(Spatial localization data)
★ ★ ★ ★ ★

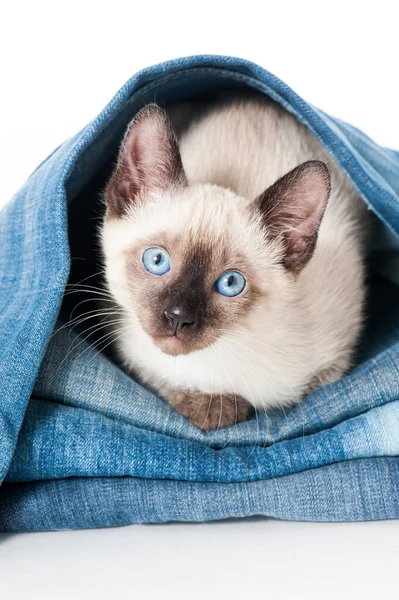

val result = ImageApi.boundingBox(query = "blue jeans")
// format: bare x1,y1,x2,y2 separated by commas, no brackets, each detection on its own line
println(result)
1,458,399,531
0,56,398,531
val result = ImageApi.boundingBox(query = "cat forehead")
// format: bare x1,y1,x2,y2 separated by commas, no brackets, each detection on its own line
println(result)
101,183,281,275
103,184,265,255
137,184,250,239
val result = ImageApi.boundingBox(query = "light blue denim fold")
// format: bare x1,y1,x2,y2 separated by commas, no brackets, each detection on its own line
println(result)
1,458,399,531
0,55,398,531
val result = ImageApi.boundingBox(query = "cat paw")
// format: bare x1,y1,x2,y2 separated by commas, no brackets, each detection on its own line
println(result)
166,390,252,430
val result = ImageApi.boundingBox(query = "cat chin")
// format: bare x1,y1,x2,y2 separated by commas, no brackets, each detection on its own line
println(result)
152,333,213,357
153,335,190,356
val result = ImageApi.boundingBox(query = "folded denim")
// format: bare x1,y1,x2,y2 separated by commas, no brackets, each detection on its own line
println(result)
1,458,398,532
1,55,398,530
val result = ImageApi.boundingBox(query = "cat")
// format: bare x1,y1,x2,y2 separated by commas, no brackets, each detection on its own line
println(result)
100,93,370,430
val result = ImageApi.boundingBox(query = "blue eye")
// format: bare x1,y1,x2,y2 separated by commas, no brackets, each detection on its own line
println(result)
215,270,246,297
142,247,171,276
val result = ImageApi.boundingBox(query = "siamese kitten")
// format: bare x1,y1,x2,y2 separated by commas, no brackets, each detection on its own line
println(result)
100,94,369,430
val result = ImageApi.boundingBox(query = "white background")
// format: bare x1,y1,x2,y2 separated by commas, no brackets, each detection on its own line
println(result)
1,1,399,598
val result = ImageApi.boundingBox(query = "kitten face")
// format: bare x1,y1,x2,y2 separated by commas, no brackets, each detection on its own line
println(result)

★ ★ ★ ★ ★

▶ _YOUR INSTRUCTIONS_
Exactly as they appear above, write out all the entries, but not the images.

▶ _ANSWER TO THIS EXERCISE_
val result = ImageApi.boundingBox(query = "blue jeans")
// format: bare x1,y1,x2,y2 separated by commas, no brackets, each detection on its own line
println(result)
1,458,399,531
0,56,398,531
val result = ImageApi.boundingBox(query = "cat forehead")
// format: bare x1,y1,x2,y2 separated by commas, no brackets, each detection on its own line
println(result)
101,183,281,275
103,184,265,255
137,184,250,239
val result = ImageApi.boundingBox(query = "light blue denim fold")
// format: bare x1,y1,x2,y2 separated by commas, no brackets, each detection on its own line
println(result)
1,458,399,531
0,55,398,531
val result = ImageApi.boundingBox(query = "cat paw")
// format: bare x1,y1,x2,y2 separated by commas, no brackets, each detection on its own line
println(result)
166,390,252,430
val result = ImageApi.boundingBox(query = "cat chin")
// format: bare x1,y1,x2,y2 separated by commas, no brackets, each detection on its own line
println(result)
152,333,213,357
153,335,190,356
val result = ImageApi.boundingBox(query = "folded denim")
// format: bare x1,y1,x2,y2 separated by commas, no brackets, each detection on its own line
println(result)
1,458,398,532
1,55,398,530
val result = ImageApi.boundingBox(query = "cat")
// format: bare x1,y1,x2,y2 separated by commas, no brackets, each detection on its own line
println(result)
100,93,370,430
val result = ImageApi.boundingBox(query = "blue eye")
// format: bare x1,y1,x2,y2 separated by commas, no brackets, each detection on its own line
println(result)
215,270,246,297
142,247,171,276
val result = ImageApi.boundingBox(query = "siamese kitten")
// format: bare x1,y1,x2,y2 separated by commas, no brackets, each detection on its own line
println(result)
100,94,369,430
val result = ImageApi.boundingBox(query = "white background")
// format: bare x1,y1,x2,y2 separated by commas, no brackets, each detection on its own line
println(result)
1,1,399,598
val result = ImageApi.boundingBox(query = "kitten face")
// format: bare x1,y1,x2,y2 separated by commas, no brackets, each detection on its own line
println(result)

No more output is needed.